▶ **Do this**
Arrange the lines of the records as a Markdown table with the columns Entry and Content, starting at the line containing "the form [39,408]." and ending at the last line of the records. Number each row in Entry and leave out blank lines.

[Coordinate annotation records]
----

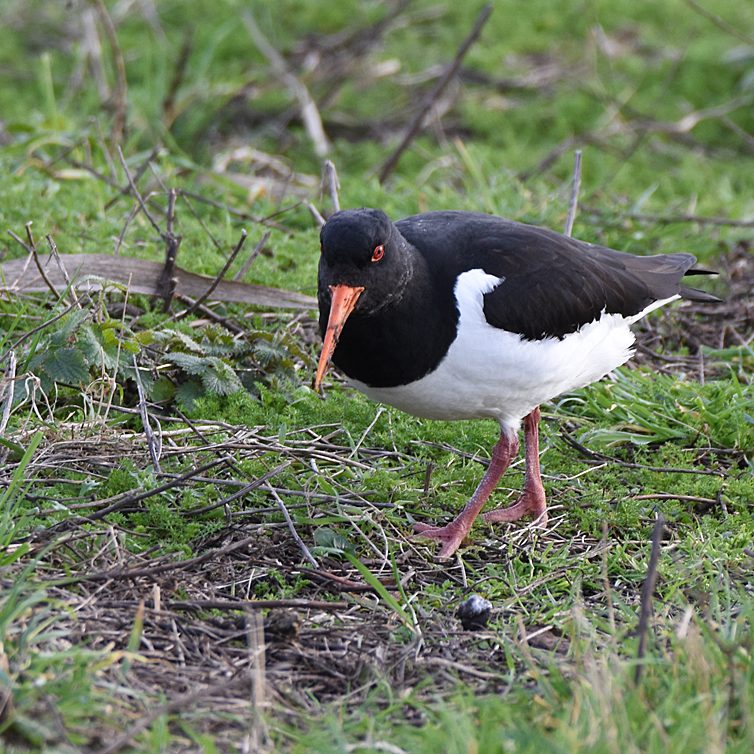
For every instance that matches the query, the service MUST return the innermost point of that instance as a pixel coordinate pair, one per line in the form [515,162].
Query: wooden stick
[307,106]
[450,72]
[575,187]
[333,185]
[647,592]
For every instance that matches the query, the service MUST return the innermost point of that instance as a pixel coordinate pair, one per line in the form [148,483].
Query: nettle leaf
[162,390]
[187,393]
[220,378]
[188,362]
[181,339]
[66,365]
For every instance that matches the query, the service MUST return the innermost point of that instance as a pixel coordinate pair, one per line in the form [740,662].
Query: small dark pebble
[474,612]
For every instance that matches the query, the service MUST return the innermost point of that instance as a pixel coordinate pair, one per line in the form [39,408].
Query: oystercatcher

----

▶ **Result of the task**
| Entry | Content |
|---|---|
| 1 | For every instance that matches the query, the service MUST return the innermost point of that instance as a pixel coordinate pair, one per line in the form [39,408]. |
| 2 | Query: oystercatcher |